What to produce: Look through the entries below and extract exactly the lines from the one containing "Target = marble relief carving of figure" through the one containing "Target = carved marble wall panel", ends included.

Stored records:
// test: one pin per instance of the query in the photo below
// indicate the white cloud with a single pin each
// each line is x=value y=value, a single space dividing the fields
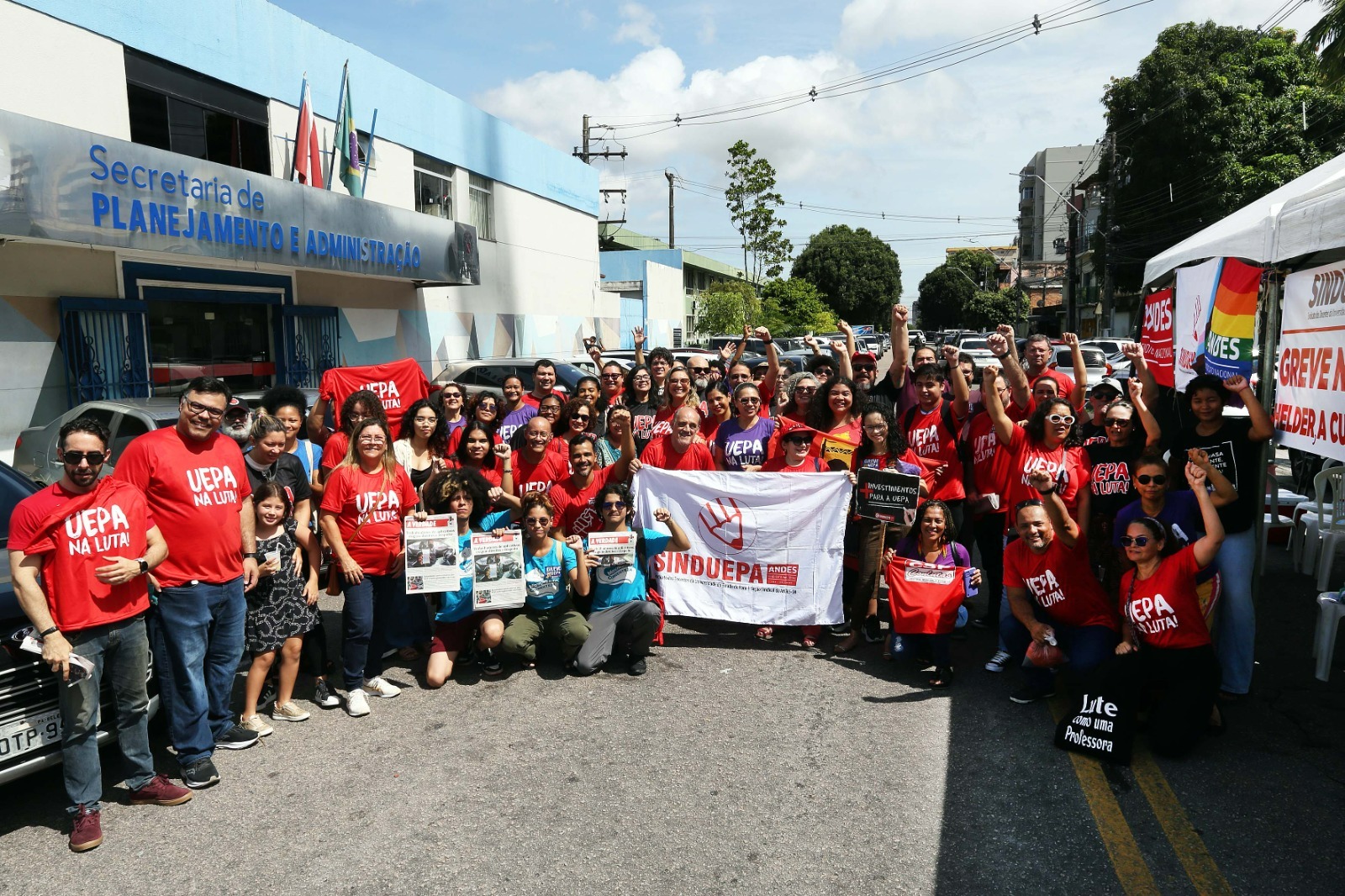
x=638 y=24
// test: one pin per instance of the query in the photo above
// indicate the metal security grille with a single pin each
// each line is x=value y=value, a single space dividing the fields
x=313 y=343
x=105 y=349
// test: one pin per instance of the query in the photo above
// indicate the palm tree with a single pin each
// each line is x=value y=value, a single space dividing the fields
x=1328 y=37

--

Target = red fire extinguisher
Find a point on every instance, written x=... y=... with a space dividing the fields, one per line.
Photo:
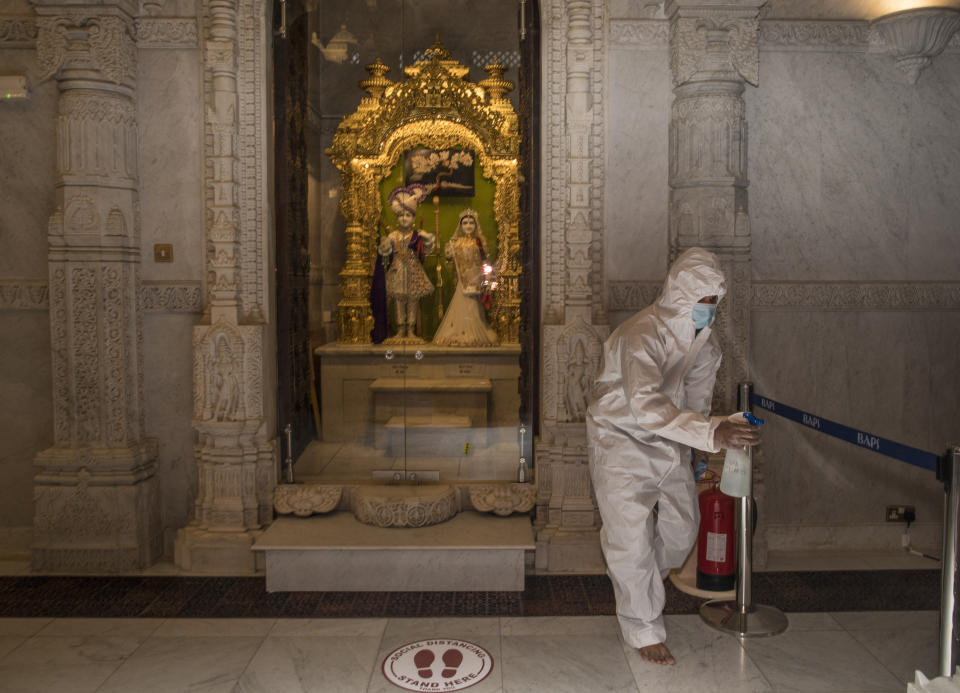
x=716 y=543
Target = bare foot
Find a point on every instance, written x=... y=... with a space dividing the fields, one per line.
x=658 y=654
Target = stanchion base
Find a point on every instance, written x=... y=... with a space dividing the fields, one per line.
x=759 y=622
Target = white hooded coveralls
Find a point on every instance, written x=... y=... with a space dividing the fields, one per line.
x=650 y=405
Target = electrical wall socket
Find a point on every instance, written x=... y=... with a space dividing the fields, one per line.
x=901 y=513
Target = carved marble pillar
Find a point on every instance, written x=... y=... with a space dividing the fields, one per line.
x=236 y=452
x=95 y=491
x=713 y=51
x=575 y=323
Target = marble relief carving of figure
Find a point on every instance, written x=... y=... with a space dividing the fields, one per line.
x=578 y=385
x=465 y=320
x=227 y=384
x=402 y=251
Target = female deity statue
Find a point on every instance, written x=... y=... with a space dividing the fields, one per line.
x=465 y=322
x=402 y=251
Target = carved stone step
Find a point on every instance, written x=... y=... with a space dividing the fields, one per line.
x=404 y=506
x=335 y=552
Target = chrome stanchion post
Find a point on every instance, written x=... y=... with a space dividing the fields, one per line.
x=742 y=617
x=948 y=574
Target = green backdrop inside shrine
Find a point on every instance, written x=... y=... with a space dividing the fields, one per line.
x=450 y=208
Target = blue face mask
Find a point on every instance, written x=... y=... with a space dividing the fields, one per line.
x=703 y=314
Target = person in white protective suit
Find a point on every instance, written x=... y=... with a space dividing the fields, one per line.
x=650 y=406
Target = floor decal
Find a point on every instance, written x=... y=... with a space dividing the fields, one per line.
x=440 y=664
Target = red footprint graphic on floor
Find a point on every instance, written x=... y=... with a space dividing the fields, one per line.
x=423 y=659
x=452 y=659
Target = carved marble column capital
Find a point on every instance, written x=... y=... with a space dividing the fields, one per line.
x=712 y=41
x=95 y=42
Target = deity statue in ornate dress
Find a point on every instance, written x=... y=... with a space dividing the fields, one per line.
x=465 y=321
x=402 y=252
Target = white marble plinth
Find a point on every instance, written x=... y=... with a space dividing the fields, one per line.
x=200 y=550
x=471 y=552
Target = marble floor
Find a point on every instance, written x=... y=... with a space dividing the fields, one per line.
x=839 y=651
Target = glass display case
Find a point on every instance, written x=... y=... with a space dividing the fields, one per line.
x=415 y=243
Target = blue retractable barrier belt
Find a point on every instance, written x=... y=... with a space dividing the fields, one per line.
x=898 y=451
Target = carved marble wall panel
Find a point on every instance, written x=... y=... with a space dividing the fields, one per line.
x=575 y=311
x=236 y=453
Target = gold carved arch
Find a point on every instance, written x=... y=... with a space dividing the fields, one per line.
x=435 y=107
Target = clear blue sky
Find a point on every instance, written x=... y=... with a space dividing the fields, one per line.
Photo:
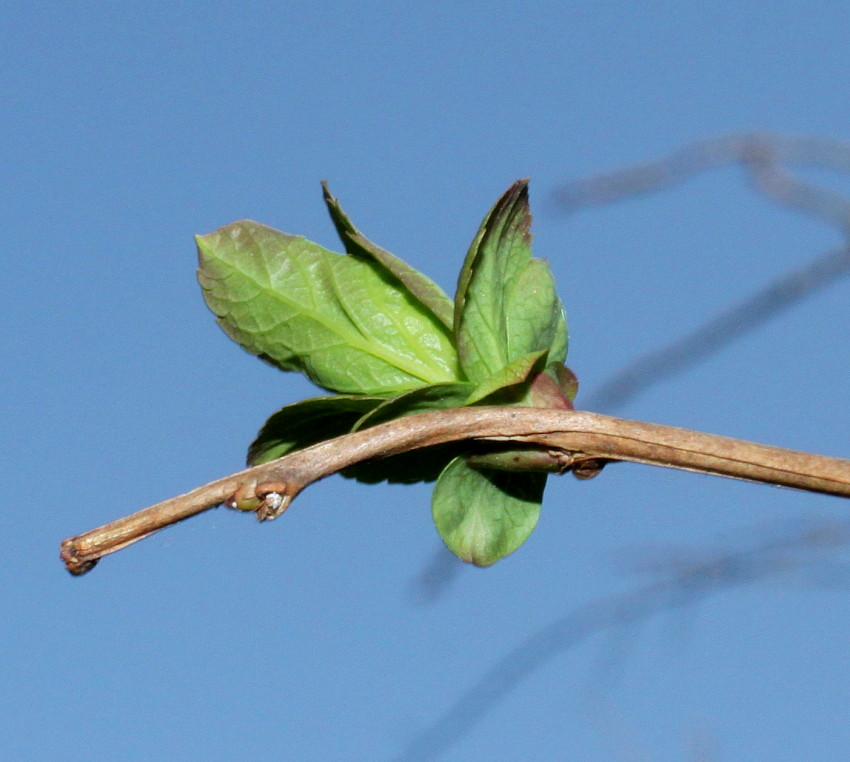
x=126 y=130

Completed task:
Target = marble relief carving of figure
Find a point on every instance, written x=... y=... with a space dividing the fields, one per line.
x=578 y=385
x=465 y=320
x=227 y=384
x=402 y=251
Target = female deity statue
Find a point on every instance, written x=... y=... with a space dividing the fields, one per line.
x=465 y=322
x=402 y=251
Target = carved stone step
Find a point on every instance, written x=... y=... with a space dividing the fields, one per line.
x=404 y=506
x=335 y=552
Target = chrome stanchion post
Find a point on every instance, written x=... y=... with a space dividing the fields, one per line.
x=742 y=617
x=948 y=574
Target = green backdrop inside shrine
Find a point on every instance, written x=... y=... with a space dividing the fields, one per line.
x=450 y=208
Target = blue face mask
Find a point on every instance, written x=... y=... with a space dividing the fields, one per line.
x=703 y=314
Target = person in white protective suit
Find a point on every instance, written x=... y=... with a space dividing the fields, one per line.
x=650 y=406
Target = floor decal
Find a point on every instance, written x=... y=... with a space dividing the fields, one per line.
x=440 y=664
Target = red footprint graphic on floor
Find a point on every instance, written x=... y=... with a space dividing the fields, one per line.
x=423 y=659
x=452 y=659
Target = carved marble column capital
Find a point on every instance, written x=... y=... with a space dividing the fields, one per line.
x=712 y=41
x=95 y=42
Target = deity statue in ornate dress
Find a point on every instance, written x=... y=... with a space dividing the fields, one per line.
x=465 y=321
x=402 y=252
Target = white marble plinth
Find a point on every instance, written x=... y=... with a space dividing the fields, one per line.
x=200 y=550
x=471 y=552
Target = marble floor
Find a point on every instance, written x=... y=... with a space dividing the fields, one per line.
x=839 y=651
Target = glass display case
Find a point on every instance, written x=... y=... with a space dividing the fields, one per line.
x=415 y=243
Target = blue retractable barrier belt
Find a point on every instance, written x=... y=... with a space dividing the fields, one per line.
x=898 y=451
Target = carved marble wall panel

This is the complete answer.